- Born: Samuel Joseph Qualiana April 10, 1986 (age 39) Worcester, Massachusetts, U.S.
- Occupations: Filmmaker, actor
- Years active: 1998–present

= Sam Qualiana =

American filmmaker and actor (born 1986)

Samuel Joseph Qualiana (born April 10, 1986) is an American filmmaker and actor who has been involved in many low-budget horror film productions, most notably the 2012 film Snow Shark.

==Life and career==
Qualiana was born in Worcester, Massachusetts as the son of C. J. Qualiana, and has become known for directing, producing, and acting in various low budget horror films since 1998. His first appearance in a major film was an uncredited role in the 2006 Troma film Poultrygeist: Night of the Chicken Dead. In 2010 and 2011, he directed and starred in several short films, including Swamp Squad of the Dead and No Road Out. At the Buffalo Screams Horror Film Festival in 2010, Qualiana won the Filmmaker to Watch Award, and the following year, won the festival's Best Western New York Horror Short award for his film Something After Midnight.

[Entries for bounding box labeling]
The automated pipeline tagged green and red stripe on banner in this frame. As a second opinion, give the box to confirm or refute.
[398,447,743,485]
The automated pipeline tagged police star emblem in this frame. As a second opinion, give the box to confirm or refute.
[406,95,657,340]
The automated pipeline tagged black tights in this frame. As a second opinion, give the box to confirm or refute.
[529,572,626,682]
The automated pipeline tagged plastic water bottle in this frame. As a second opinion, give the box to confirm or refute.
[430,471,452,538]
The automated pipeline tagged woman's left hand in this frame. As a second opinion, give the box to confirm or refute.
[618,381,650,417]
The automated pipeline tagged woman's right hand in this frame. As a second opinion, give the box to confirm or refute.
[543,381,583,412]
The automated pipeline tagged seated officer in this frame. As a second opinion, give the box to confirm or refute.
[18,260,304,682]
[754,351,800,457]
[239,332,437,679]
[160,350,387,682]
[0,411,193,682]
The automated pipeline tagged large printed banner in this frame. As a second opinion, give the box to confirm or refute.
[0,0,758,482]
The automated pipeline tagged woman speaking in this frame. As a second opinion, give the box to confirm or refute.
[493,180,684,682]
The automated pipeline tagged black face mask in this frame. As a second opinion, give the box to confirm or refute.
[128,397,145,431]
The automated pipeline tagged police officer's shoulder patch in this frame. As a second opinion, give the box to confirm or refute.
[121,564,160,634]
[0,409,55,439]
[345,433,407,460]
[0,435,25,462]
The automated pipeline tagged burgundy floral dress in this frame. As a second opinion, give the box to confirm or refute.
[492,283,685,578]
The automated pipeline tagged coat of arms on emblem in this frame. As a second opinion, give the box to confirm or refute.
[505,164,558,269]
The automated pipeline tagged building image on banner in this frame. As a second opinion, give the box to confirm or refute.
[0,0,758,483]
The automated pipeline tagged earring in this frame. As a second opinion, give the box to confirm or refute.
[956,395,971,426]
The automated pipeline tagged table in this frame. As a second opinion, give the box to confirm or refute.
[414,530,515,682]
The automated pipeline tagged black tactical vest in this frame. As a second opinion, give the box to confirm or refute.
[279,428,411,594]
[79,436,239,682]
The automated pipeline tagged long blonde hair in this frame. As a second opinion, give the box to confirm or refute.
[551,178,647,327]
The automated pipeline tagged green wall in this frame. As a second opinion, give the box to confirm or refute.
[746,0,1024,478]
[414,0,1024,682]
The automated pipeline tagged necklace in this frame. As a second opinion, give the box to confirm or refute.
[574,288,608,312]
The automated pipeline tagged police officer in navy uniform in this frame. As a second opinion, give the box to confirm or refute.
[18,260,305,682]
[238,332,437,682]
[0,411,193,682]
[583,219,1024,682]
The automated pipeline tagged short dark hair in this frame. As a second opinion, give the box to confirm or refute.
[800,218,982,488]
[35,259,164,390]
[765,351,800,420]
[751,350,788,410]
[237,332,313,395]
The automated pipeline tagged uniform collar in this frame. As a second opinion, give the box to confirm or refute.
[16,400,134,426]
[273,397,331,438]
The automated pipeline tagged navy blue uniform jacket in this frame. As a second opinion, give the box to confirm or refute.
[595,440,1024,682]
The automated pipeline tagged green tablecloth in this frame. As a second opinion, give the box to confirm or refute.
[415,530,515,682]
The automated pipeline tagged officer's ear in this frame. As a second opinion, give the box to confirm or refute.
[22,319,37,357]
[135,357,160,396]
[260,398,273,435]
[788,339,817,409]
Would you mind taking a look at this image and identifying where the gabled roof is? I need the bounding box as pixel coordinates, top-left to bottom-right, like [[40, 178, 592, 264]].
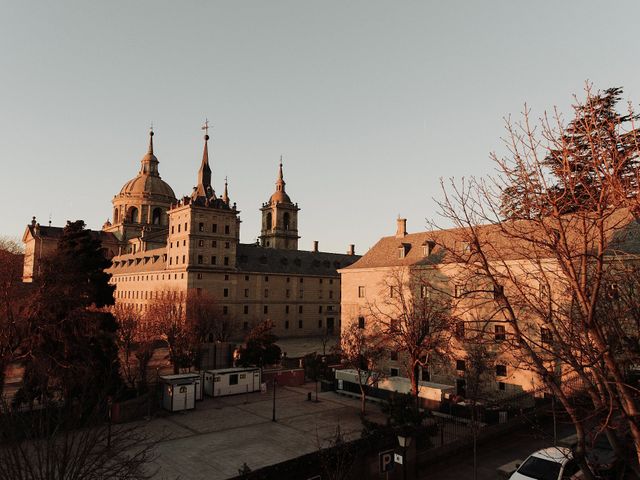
[[346, 209, 640, 270]]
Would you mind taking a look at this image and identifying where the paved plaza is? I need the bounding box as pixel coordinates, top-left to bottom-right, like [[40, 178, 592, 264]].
[[143, 384, 384, 480]]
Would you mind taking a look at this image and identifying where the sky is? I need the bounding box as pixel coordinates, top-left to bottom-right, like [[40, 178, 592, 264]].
[[0, 0, 640, 254]]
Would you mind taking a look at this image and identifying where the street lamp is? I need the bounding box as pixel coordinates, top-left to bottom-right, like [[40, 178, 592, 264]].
[[398, 432, 411, 480], [271, 377, 278, 422]]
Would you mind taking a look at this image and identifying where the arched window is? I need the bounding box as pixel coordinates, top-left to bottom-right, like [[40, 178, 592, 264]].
[[127, 207, 139, 223], [151, 208, 162, 225]]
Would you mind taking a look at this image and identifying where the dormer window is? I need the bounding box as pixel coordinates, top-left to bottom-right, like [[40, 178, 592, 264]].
[[422, 240, 435, 257]]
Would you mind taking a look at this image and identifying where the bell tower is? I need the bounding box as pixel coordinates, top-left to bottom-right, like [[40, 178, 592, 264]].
[[260, 157, 300, 250]]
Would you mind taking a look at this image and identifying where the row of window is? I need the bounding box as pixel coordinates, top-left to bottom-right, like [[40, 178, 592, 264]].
[[456, 360, 507, 377], [199, 222, 231, 235]]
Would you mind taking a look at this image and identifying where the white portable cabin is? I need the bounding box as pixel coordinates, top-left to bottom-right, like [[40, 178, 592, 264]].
[[204, 367, 261, 397], [160, 373, 202, 412]]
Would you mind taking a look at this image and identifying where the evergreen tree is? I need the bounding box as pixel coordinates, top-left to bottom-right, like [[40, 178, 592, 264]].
[[16, 221, 121, 407], [501, 86, 640, 218]]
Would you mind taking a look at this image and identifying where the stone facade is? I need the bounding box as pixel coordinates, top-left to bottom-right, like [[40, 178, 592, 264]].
[[23, 128, 359, 337]]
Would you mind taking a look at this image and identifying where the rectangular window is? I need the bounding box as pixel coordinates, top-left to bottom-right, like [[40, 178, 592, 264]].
[[455, 321, 464, 338]]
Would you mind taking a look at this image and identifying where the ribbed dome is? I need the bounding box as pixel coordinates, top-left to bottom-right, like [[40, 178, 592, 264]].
[[120, 174, 176, 199], [269, 190, 291, 203]]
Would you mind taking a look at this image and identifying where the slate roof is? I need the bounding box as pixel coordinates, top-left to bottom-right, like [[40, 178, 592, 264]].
[[27, 224, 118, 242], [236, 243, 360, 277]]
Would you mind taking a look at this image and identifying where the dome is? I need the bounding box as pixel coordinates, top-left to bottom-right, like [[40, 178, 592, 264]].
[[269, 190, 291, 203], [120, 173, 176, 200]]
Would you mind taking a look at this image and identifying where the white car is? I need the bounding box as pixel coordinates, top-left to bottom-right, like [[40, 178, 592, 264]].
[[509, 447, 581, 480]]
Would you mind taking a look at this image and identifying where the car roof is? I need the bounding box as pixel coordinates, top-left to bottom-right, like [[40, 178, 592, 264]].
[[531, 447, 573, 463]]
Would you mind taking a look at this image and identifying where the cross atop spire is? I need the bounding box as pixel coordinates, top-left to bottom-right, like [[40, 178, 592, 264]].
[[149, 122, 153, 155], [202, 117, 209, 140]]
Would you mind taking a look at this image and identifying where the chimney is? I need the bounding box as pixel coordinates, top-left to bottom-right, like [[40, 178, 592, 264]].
[[396, 217, 407, 238]]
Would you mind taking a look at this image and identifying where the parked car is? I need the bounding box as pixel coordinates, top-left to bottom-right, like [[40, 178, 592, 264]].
[[510, 447, 581, 480]]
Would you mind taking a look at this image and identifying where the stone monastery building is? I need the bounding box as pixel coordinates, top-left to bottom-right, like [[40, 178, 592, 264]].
[[23, 131, 359, 337]]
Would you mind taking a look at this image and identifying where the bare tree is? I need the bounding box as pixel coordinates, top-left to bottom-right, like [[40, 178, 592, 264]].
[[340, 322, 386, 416], [368, 268, 453, 409], [146, 291, 197, 373], [113, 304, 142, 388], [439, 86, 640, 479], [0, 237, 27, 398], [186, 291, 236, 343]]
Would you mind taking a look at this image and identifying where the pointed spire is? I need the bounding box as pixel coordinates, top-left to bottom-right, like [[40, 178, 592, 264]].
[[147, 122, 153, 155], [222, 177, 229, 205], [192, 120, 215, 200], [140, 123, 160, 177], [276, 155, 286, 192]]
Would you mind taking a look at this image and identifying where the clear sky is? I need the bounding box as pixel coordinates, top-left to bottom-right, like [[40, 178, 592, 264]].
[[0, 0, 640, 253]]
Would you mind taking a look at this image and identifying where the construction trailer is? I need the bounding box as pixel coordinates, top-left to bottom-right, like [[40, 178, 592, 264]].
[[204, 367, 262, 397], [160, 373, 202, 412]]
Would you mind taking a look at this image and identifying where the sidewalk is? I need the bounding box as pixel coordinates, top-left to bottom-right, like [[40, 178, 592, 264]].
[[141, 384, 384, 480]]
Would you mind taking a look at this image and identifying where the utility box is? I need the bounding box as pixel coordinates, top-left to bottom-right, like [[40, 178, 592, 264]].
[[160, 373, 202, 412], [204, 367, 261, 397]]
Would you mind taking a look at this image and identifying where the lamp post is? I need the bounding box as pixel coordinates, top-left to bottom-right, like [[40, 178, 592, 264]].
[[398, 432, 411, 480], [271, 377, 278, 422]]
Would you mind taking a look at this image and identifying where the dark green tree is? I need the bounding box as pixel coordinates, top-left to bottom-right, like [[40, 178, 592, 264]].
[[16, 220, 122, 408], [501, 85, 640, 218], [240, 320, 281, 366]]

_TASK REQUIREMENTS_.
A: According to the article on Sam Qualiana, what award did he win at the Buffalo Screams Horror Film Festival in 2010?
B: Duplicate the entries starting at the line that contains "where the cross" and ending at the line that contains "[[396, 217, 407, 238]]", with both of those lines included.

_EXERCISE SOLUTIONS_.
A: The Filmmaker to Watch Award.

B:
Would you mind taking a look at this image and identifying where the cross atop spire is? I need the bounding box as pixel coordinates, top-left to bottom-right, like [[40, 178, 592, 264]].
[[149, 122, 153, 155], [202, 117, 209, 140]]
Would you mind taking a look at this image and identifying where the chimney is? I need the bounding box as pixel coordinates, top-left to bottom-right, like [[40, 178, 592, 264]].
[[396, 217, 407, 238]]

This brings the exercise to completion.